_What to produce_: Write out each line from the items below that contains the string "subject".

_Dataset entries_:
-- Begin --

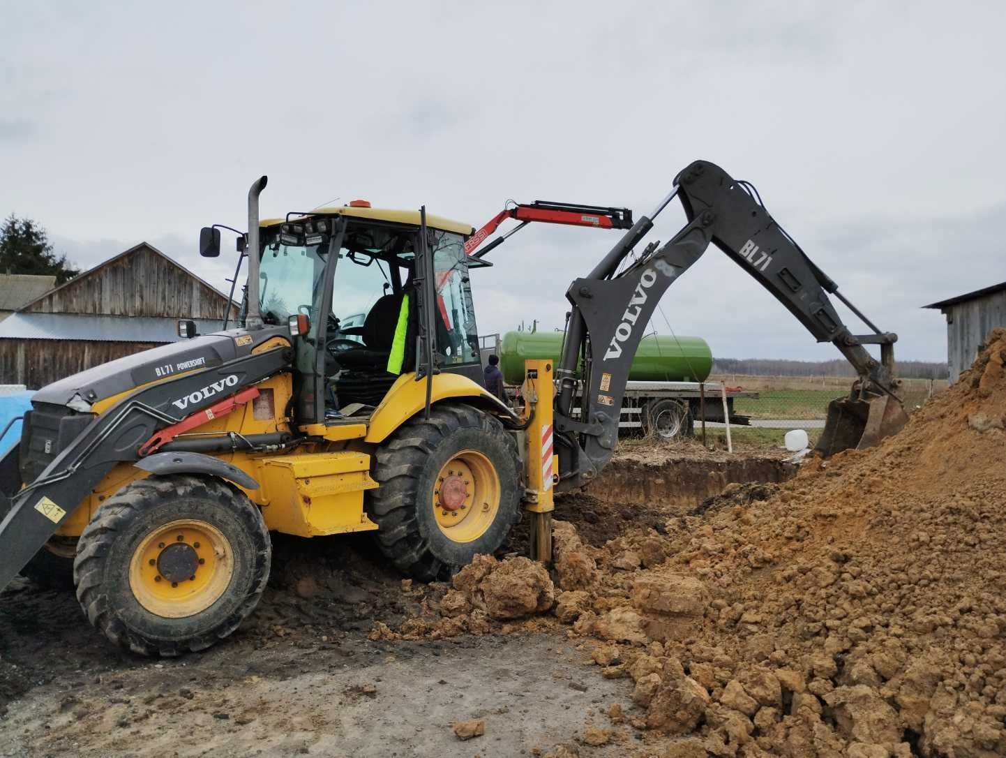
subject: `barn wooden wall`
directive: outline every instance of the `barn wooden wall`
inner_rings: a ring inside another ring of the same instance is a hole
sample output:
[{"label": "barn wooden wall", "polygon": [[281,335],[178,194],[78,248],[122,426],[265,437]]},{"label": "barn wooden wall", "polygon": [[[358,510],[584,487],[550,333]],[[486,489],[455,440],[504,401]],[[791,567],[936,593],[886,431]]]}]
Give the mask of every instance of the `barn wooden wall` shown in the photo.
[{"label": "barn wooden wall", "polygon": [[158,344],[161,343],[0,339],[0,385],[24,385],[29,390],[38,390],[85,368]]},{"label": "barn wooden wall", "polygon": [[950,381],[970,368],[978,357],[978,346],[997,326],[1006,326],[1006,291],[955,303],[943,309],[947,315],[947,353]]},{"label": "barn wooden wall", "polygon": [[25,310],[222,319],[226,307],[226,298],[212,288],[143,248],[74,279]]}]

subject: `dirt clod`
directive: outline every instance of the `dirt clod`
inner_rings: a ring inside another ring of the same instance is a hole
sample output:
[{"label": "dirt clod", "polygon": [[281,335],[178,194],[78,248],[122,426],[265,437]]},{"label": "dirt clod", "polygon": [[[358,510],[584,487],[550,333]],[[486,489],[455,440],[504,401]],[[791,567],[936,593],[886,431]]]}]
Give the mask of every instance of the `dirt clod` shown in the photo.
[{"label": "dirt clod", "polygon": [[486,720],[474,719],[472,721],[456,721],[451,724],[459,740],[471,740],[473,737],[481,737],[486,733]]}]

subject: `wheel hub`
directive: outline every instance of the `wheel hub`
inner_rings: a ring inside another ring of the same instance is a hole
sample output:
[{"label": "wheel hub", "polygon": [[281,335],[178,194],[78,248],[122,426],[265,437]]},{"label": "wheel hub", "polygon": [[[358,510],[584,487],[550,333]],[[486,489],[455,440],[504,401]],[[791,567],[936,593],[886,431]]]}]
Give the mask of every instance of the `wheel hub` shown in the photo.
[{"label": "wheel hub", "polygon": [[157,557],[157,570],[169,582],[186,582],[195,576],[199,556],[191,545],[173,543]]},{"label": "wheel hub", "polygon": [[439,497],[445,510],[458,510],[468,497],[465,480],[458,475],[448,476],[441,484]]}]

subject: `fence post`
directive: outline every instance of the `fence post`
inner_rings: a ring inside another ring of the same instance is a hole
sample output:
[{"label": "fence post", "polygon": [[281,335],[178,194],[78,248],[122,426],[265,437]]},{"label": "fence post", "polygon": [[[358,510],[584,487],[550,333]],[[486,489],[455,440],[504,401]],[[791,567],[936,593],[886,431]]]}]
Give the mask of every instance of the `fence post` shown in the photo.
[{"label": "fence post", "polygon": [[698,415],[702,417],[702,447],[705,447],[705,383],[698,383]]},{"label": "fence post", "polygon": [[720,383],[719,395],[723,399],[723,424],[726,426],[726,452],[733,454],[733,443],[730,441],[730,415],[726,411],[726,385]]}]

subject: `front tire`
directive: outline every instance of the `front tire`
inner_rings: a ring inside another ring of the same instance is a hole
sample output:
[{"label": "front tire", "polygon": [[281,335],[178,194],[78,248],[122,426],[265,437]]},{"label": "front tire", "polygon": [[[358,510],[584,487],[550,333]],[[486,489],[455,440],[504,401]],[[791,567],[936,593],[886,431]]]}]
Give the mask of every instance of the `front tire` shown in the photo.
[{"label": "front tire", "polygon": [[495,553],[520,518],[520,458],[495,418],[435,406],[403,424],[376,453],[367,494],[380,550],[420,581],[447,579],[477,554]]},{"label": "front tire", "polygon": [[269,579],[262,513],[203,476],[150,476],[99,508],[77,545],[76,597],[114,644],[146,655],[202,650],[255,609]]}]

-- End --

_Exercise output_:
subject: `barn wooden wall`
subject: `dirt clod`
subject: `wheel hub`
subject: `fence post`
subject: `front tire`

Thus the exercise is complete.